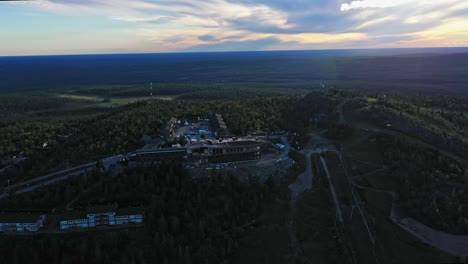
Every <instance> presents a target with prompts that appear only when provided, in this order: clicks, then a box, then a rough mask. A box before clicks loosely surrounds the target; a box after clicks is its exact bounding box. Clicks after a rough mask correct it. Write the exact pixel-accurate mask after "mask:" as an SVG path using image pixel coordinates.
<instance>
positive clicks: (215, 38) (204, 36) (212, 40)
mask: <svg viewBox="0 0 468 264" xmlns="http://www.w3.org/2000/svg"><path fill="white" fill-rule="evenodd" d="M198 39H199V40H201V41H214V40H215V39H216V37H214V36H212V35H203V36H199V37H198Z"/></svg>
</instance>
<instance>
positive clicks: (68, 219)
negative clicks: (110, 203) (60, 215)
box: [60, 204, 144, 230]
mask: <svg viewBox="0 0 468 264" xmlns="http://www.w3.org/2000/svg"><path fill="white" fill-rule="evenodd" d="M143 219H144V212H143V209H142V208H118V205H117V204H111V205H99V206H90V207H88V209H87V210H86V212H84V211H83V212H68V213H65V214H63V215H62V217H61V220H60V230H70V229H82V228H95V227H99V226H117V225H128V224H142V223H143Z"/></svg>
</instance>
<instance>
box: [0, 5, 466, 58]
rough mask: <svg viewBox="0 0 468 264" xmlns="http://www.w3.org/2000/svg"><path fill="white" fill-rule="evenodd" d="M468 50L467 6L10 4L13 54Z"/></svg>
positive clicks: (2, 11)
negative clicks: (207, 51) (406, 50)
mask: <svg viewBox="0 0 468 264" xmlns="http://www.w3.org/2000/svg"><path fill="white" fill-rule="evenodd" d="M466 46H468V1H466V0H356V1H353V0H37V1H0V55H6V56H8V55H44V54H95V53H146V52H197V51H201V52H206V51H250V50H311V49H355V48H359V49H365V48H412V47H466Z"/></svg>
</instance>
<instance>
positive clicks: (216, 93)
mask: <svg viewBox="0 0 468 264" xmlns="http://www.w3.org/2000/svg"><path fill="white" fill-rule="evenodd" d="M152 87H153V89H151V85H150V84H147V85H133V86H129V85H128V86H97V87H85V88H78V89H75V90H71V91H70V92H71V93H72V94H77V95H93V96H96V95H97V96H101V97H140V96H148V97H149V96H150V93H152V94H153V96H155V97H159V96H163V97H164V96H169V97H177V98H178V99H185V100H233V99H249V98H253V97H271V96H281V95H296V94H305V93H307V92H309V91H310V89H305V88H304V89H298V88H292V89H288V88H277V87H271V86H265V85H257V86H255V87H252V86H246V85H239V84H224V83H218V84H216V83H214V84H213V83H211V84H197V83H154V84H153V86H152Z"/></svg>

────────

*AIM OF THE EXERCISE*. Lay out every line of the records above as a Markdown table with two columns, n for the row number and Line for the line itself, skipping blank lines. Leave the pictures out of the table.

*RESULT OF THE TASK*.
| n | Line |
|---|---|
| 1 | Every <instance> presents a target with prompts that appear only when provided, in this order: clicks, then a box, then a rough mask. A box before clicks loosely surrounds the target; a box after clicks is its exact bounding box. Clicks after a rough mask correct it. Write the exact pixel-accurate mask after "mask:" as an SVG path using image pixel coordinates. |
| 2 | <instance> |
| 3 | positive clicks: (215, 38) (204, 36) (212, 40) |
| 4 | mask: <svg viewBox="0 0 468 264" xmlns="http://www.w3.org/2000/svg"><path fill="white" fill-rule="evenodd" d="M198 39H199V40H201V41H214V40H215V39H216V37H214V36H212V35H203V36H199V37H198Z"/></svg> |
| 5 | </instance> |
| 6 | <instance> |
| 7 | positive clicks: (68, 219) |
| 8 | negative clicks: (110, 203) (60, 215) |
| 9 | box: [60, 204, 144, 230] |
| 10 | mask: <svg viewBox="0 0 468 264" xmlns="http://www.w3.org/2000/svg"><path fill="white" fill-rule="evenodd" d="M143 219H144V212H143V209H142V208H118V205H117V204H111V205H99V206H90V207H88V209H87V210H86V212H84V211H83V212H68V213H65V214H63V215H62V217H61V220H60V230H70V229H82V228H95V227H99V226H117V225H128V224H142V223H143Z"/></svg> |
| 11 | </instance> |
| 12 | <instance> |
| 13 | box: [0, 5, 466, 58] |
| 14 | rough mask: <svg viewBox="0 0 468 264" xmlns="http://www.w3.org/2000/svg"><path fill="white" fill-rule="evenodd" d="M468 50L467 6L10 4L13 54Z"/></svg> |
| 15 | positive clicks: (2, 11) |
| 16 | negative clicks: (207, 51) (406, 50) |
| 17 | mask: <svg viewBox="0 0 468 264" xmlns="http://www.w3.org/2000/svg"><path fill="white" fill-rule="evenodd" d="M466 46H468V1H466V0H356V1H353V0H37V1H0V55H6V56H8V55H44V54H95V53H146V52H197V51H201V52H206V51H250V50H311V49H355V48H359V49H365V48H412V47H466Z"/></svg> |
| 18 | </instance> |
| 19 | <instance> |
| 20 | positive clicks: (216, 93) |
| 21 | mask: <svg viewBox="0 0 468 264" xmlns="http://www.w3.org/2000/svg"><path fill="white" fill-rule="evenodd" d="M152 87H153V89H151V85H150V84H147V85H133V86H129V85H128V86H97V87H85V88H78V89H75V90H71V91H70V92H71V93H72V94H77V95H93V96H96V95H97V96H101V97H140V96H148V97H149V96H150V93H152V94H153V96H155V97H159V96H163V97H164V96H169V97H177V98H178V99H185V100H233V99H249V98H253V97H271V96H281V95H296V94H305V93H307V92H309V91H310V89H305V88H304V89H298V88H292V89H288V88H277V87H271V86H265V85H257V86H255V87H252V86H246V85H239V84H224V83H218V84H216V83H214V84H213V83H211V84H197V83H154V84H153V86H152Z"/></svg> |